Update the lines of data below by changing every "Target" to "Label" and leaving everything else the same.

* Lines of data
────────

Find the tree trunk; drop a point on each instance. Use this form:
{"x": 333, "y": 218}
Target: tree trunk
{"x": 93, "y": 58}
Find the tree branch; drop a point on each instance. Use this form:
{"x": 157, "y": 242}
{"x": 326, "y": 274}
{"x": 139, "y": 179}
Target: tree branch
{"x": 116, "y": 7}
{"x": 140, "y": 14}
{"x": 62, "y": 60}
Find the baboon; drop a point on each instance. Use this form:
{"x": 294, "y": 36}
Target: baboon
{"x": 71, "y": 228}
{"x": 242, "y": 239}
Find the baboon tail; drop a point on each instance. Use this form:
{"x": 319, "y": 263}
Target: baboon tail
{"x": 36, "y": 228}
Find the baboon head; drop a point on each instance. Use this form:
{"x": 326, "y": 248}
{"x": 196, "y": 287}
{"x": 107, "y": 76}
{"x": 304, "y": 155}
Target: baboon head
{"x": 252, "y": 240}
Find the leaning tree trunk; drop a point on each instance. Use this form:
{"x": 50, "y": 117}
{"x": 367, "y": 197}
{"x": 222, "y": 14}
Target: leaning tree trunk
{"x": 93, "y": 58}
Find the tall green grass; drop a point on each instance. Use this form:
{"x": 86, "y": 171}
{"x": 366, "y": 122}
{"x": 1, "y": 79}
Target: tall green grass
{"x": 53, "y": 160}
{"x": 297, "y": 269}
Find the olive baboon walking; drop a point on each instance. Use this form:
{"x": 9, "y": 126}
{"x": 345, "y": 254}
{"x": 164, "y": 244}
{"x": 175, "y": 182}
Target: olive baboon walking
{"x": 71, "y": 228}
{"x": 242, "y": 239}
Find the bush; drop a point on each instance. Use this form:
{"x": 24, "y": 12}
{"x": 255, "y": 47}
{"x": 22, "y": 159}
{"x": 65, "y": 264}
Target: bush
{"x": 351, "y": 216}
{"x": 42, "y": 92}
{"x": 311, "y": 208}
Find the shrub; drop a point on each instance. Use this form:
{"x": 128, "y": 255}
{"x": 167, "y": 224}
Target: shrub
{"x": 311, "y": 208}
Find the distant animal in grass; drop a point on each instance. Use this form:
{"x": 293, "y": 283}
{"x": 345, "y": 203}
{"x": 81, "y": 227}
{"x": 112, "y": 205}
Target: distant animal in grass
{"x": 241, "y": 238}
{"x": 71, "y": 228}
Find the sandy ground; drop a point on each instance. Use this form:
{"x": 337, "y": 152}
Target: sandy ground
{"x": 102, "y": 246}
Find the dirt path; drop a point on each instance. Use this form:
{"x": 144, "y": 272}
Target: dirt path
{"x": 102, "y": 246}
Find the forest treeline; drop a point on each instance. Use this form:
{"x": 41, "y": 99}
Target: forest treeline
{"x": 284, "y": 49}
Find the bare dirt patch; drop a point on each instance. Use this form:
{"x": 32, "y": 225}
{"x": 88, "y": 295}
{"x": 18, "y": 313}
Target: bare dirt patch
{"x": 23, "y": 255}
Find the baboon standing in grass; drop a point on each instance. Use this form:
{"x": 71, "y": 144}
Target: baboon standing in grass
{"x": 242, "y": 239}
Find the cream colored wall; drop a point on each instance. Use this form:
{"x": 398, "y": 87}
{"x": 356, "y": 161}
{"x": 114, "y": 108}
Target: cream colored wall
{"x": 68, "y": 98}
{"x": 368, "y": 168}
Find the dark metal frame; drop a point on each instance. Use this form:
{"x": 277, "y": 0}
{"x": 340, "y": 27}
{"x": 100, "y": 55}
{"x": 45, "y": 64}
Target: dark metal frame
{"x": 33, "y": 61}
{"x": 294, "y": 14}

────────

* Solution to this task
Find the tree trunk; drop a point on each instance. Use this form:
{"x": 333, "y": 218}
Label: tree trunk
{"x": 93, "y": 58}
Find the tree branch; drop a point on each instance. Use this form:
{"x": 157, "y": 242}
{"x": 326, "y": 274}
{"x": 139, "y": 179}
Label: tree branch
{"x": 116, "y": 7}
{"x": 140, "y": 14}
{"x": 62, "y": 60}
Find the baboon; drop a point on each instance. Use this form:
{"x": 294, "y": 36}
Label: baboon
{"x": 71, "y": 228}
{"x": 242, "y": 239}
Find the baboon tail; drop a point on each instance. Use this form:
{"x": 319, "y": 263}
Label: baboon tail
{"x": 36, "y": 228}
Find the baboon head; drop a point on each instance. Use this form:
{"x": 326, "y": 248}
{"x": 196, "y": 287}
{"x": 107, "y": 76}
{"x": 304, "y": 155}
Label: baboon head
{"x": 252, "y": 240}
Find the leaning tree trunk; drop a point on each instance. Use this form:
{"x": 50, "y": 117}
{"x": 367, "y": 197}
{"x": 222, "y": 14}
Label: leaning tree trunk
{"x": 93, "y": 58}
Find the tall green grass; drop a point on each instance. Use this form:
{"x": 86, "y": 171}
{"x": 366, "y": 122}
{"x": 1, "y": 79}
Label: tall green grass
{"x": 53, "y": 160}
{"x": 297, "y": 269}
Find the olive baboon walking; drop a point on each instance. Use this form:
{"x": 9, "y": 126}
{"x": 345, "y": 254}
{"x": 164, "y": 244}
{"x": 175, "y": 182}
Label: olive baboon walking
{"x": 71, "y": 228}
{"x": 242, "y": 239}
Find the bush; drop a point on each instance. Use this form:
{"x": 24, "y": 12}
{"x": 255, "y": 47}
{"x": 22, "y": 159}
{"x": 65, "y": 264}
Label: bush
{"x": 351, "y": 216}
{"x": 42, "y": 92}
{"x": 311, "y": 208}
Find the shrub; drop a point on each instance. Use this form:
{"x": 128, "y": 255}
{"x": 167, "y": 224}
Label: shrub
{"x": 311, "y": 208}
Find the distant animal in grass; drop a point on each instance. Use this form:
{"x": 293, "y": 283}
{"x": 345, "y": 203}
{"x": 81, "y": 227}
{"x": 112, "y": 205}
Label: distant animal in grass
{"x": 241, "y": 238}
{"x": 71, "y": 228}
Find the sandy ground; drop a point on each instance. Use this form:
{"x": 337, "y": 152}
Label: sandy ground
{"x": 102, "y": 246}
Find the dirt path; drop a point on each instance. Use this form:
{"x": 144, "y": 272}
Label: dirt path
{"x": 102, "y": 246}
Find the forest treeline; drop a point on each instance. Use this form:
{"x": 41, "y": 99}
Label: forest treeline
{"x": 284, "y": 49}
Find the bare dirt patch; drop a point on each instance. Use this form:
{"x": 32, "y": 225}
{"x": 88, "y": 295}
{"x": 18, "y": 313}
Label: bare dirt patch
{"x": 23, "y": 255}
Find the baboon standing in grass; drop a point on each instance. Use this form:
{"x": 71, "y": 144}
Label: baboon standing in grass
{"x": 242, "y": 239}
Find the cream colored wall; drop a point on each instance. Use this form:
{"x": 398, "y": 87}
{"x": 356, "y": 161}
{"x": 114, "y": 108}
Label: cream colored wall
{"x": 68, "y": 98}
{"x": 368, "y": 168}
Find the dark metal frame; drop a point on each instance. Use this form:
{"x": 277, "y": 0}
{"x": 340, "y": 27}
{"x": 100, "y": 55}
{"x": 45, "y": 64}
Label: dark metal frame
{"x": 33, "y": 61}
{"x": 294, "y": 14}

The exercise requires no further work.